[start of Material]

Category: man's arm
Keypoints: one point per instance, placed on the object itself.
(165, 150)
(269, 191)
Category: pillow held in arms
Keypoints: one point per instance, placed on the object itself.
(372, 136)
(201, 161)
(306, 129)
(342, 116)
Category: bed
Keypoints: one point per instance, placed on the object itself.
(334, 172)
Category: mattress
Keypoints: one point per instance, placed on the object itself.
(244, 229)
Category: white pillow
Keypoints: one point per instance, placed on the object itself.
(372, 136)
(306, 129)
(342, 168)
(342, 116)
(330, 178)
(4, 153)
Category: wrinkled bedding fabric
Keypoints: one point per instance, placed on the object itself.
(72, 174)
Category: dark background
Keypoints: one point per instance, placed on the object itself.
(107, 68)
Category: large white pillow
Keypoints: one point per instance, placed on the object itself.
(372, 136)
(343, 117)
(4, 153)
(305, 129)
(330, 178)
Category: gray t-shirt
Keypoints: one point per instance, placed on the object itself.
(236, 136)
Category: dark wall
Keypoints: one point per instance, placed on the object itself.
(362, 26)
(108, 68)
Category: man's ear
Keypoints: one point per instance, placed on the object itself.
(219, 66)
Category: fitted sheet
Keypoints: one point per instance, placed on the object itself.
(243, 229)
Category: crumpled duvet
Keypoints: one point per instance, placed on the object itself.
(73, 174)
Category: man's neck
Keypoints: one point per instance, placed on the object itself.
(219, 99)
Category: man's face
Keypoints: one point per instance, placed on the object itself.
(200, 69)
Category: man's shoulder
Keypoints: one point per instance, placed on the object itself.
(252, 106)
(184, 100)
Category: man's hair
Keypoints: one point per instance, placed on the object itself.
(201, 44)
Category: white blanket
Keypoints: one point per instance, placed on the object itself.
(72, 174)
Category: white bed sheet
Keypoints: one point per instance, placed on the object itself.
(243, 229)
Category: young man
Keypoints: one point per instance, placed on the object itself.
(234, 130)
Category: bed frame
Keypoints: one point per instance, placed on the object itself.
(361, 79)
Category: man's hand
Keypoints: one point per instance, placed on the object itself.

[end of Material]

- [Challenge] Please write out the items again from the line with "Category: man's shoulder" through the end of the items, both ends included, keeping the category and keypoint instruction lines unchanged. Multiply every coordinate in the answers by 1.7 and round each result to a whole number, with halves rounded up.

- [Exercise response]
Category: man's shoulder
Keypoints: one point per instance, placed on the object itself.
(428, 180)
(313, 170)
Category: man's hair
Keypoints: one point per instance, placed on the object itself.
(342, 75)
Category: white blanket
Keypoints: one point per instance, placed on the object itself.
(122, 296)
Category: white bed sheet
Keypoints: one point per instance, placed on the object itself.
(413, 389)
Category: young man
Keypoints: one point per instance, placed on the object itself.
(398, 221)
Category: bed frame
Keypoints: one point per instance, placed on the object itself.
(614, 134)
Category: man's hand
Keypoints: one point per instance, placed on the object itself.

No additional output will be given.